Okuma parçasında Bahçeli, Başbakan'ın savunmasını hangi iki kelime üzerine kurduğunu söylüyor, lütfen yazın.

> _Okuma parçası_
========================================

Bahçeli: 17 Aralık'ın aslı nedir Sayın Recep Tayyip Erdoğan?
Milliyetçi Hareket Partisi (MHP) Genel Başkanı Devlet Bahçeli, Türkiye’de birden bire 17 Aralık’tan itibaren yolsuzluk ve rüşvet sürecinin başladığını belirterek,"Bu süreç hala tartışılıyor.
Milliyetçi Hareket Partisi (MHP) Genel Başkanı Devlet Bahçeli,
Türkiye’de birden bire 17 Aralık’tan itibaren yolsuzluk ve rüşvet
sürecinin başladığını belirterek,"Bu süreç hala tartışılıyor. Sayın
Başbakan her yerde bunu reddediyor ama gerekli tedbirleri almak
istemiyor. İki kelime üzerinde bir savunma kurmuş. 'Bu bana
komplodur, bu bana montajdır.' Peki, bunun aslı nedir Sayın Recep
Tayyip Erdoğan. 92 günden bu yana muhalefeti, iktidarı, Türkiye’nin
tek gündemi haline getirmiş bunu tartışıyor.” dedi.

========================================

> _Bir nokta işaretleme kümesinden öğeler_
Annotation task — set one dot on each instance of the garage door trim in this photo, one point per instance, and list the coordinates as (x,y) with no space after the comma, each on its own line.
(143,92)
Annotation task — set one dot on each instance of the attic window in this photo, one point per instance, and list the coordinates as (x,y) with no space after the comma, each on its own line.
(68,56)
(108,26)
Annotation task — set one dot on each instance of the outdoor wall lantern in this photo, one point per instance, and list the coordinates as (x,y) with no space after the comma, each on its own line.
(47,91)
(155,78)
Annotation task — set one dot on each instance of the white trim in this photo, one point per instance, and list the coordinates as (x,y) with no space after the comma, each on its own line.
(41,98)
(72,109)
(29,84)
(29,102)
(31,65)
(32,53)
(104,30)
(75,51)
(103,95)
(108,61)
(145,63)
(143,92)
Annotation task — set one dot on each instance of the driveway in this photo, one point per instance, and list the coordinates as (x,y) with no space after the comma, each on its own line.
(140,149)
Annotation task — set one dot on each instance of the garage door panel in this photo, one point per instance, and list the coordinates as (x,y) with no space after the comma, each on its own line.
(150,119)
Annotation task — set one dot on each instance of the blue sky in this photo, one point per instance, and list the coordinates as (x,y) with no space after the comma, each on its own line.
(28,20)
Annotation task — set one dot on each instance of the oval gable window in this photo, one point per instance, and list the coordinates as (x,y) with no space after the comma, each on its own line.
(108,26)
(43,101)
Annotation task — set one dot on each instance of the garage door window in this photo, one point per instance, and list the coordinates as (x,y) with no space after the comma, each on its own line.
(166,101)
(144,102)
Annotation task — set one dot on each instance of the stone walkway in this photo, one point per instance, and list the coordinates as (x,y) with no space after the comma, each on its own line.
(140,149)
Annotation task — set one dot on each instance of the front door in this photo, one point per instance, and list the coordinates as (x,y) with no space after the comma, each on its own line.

========================================

> _Yazılı cevap_
Komplo ve montaj.